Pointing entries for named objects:

---

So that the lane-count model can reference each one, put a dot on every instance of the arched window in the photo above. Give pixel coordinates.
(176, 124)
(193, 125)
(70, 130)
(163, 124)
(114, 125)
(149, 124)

---

What the task asks: Copy out every one of the rows above, requests included, and shift each pixel coordinate in the answers by adding 35 to both its x and y values.

Task result:
So that the lane-count model can reference each one, put a dot on every instance of the arched window in the photo above. Give pixel coordinates.
(211, 159)
(228, 160)
(105, 165)
(198, 159)
(149, 160)
(184, 159)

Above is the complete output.